What this task involves:
Can you return, word for word, the stretch from "- The new law" through "employer as previous." in the post on amendments to New York's Wage Theft Prevention Act?

Selected passage:
========================================

In a previous post, we discussed whether employees can sue for not receiving “Wage Notices” required under New York’s Wage & Hour Laws. Under the current law, employers must provide wage notices to employees upon hire and prior to February 1 of each subsequent year.
New York is now set to amend the Wage Theft Prevention Act, one of New York’s Wage & Hour Laws, the law putting the above-described requirements in place, with the result being a somewhat mixed bag in terms of employee’s rights. (The full text of the new bill, which has been passed by the Legislature and awaits Governor Cuomo’s expected signature, can be found here.)
The primary changes with regard to the Wage Notice requirements are as follows:
- There is no longer an annual notice requirement. Employees are now entitled to detailed wage notices only at the time of hiring (or in the hospitality industry, whenever the employee’s pay information changes).
- The penalties for non-compliance with the Wage Notice requirement increase from $50 dollars per week up to a maximum of $2,500, to $50 per day up to a maximum of $5,000.
The new law also changes New York’s wage laws in other ways:
- The penalties for non-compliance with the requirement to provide employees with a paystub increases from $100 a week up to a maximum of $2,500 to $200 per day up to a maximum of $5,000.
New York prohibits retaliation against employees who complain about not receiving proper pay and permits the employee or the Commissioner of the New York Department of Labor to bring a lawsuit. The new law makes the following changes:
- Previously the Commissioner had the power to assess penalties that are called “liquidated damages” against an employer in violation of the Act: a payment by the employer to the employee no to exceed $10,000. The new law expands the Commissioner’s discretion – he may now levy damages up to $20,000.
- The new law also raises the maximum amount of liquidated damages when the employee brings his own suit from $10,000 to $20,000.
- The statute of limitations for the Commissioner’s investigation is now six years.
The new law also closes a potential loophole allowing employers to avoid past liability by simply re-incorporating under a new name and/or ownership structure: if these employers continue to produce “substantially the same products” with “substantially the same production process” and “body of customers,” they will be considered under the law to be the same employer as previous.
Similarly, the new law amends the Limited Liability Company Law to hold the ten members with largest percentage ownership interests personally liable for any unpaid wages. The new provision largely mirrors Business Corporation Law, which holds the ten largest shareholders of a private corporation liable.
We will continue to follow these developments and will advise you when Governor Cuomo signs the law.

========================================

Data below:
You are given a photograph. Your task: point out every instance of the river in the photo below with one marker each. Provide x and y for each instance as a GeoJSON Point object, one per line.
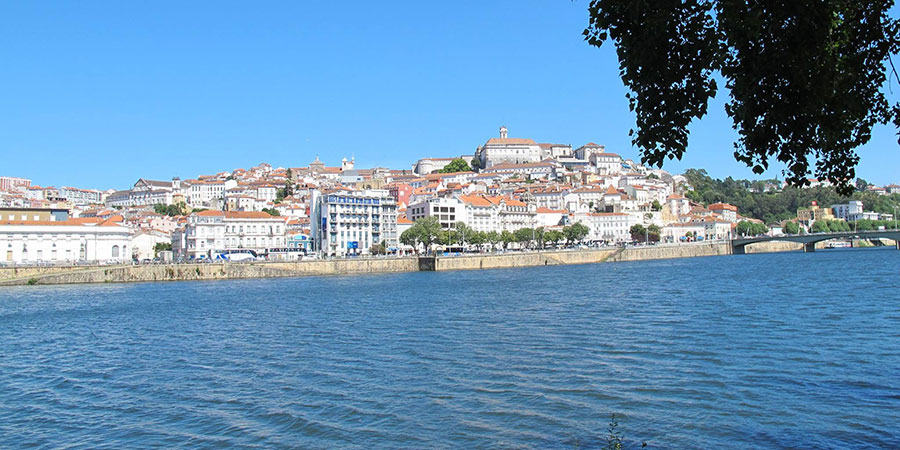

========================================

Written answer:
- The new law also raises the maximum amount of liquidated damages when the employee brings his own suit from $10,000 to $20,000.
- The statute of limitations for the Commissioner’s investigation is now six years.
The new law also closes a potential loophole allowing employers to avoid past liability by simply re-incorporating under a new name and/or ownership structure: if these employers continue to produce “substantially the same products” with “substantially the same production process” and “body of customers,” they will be considered under the law to be the same employer as previous.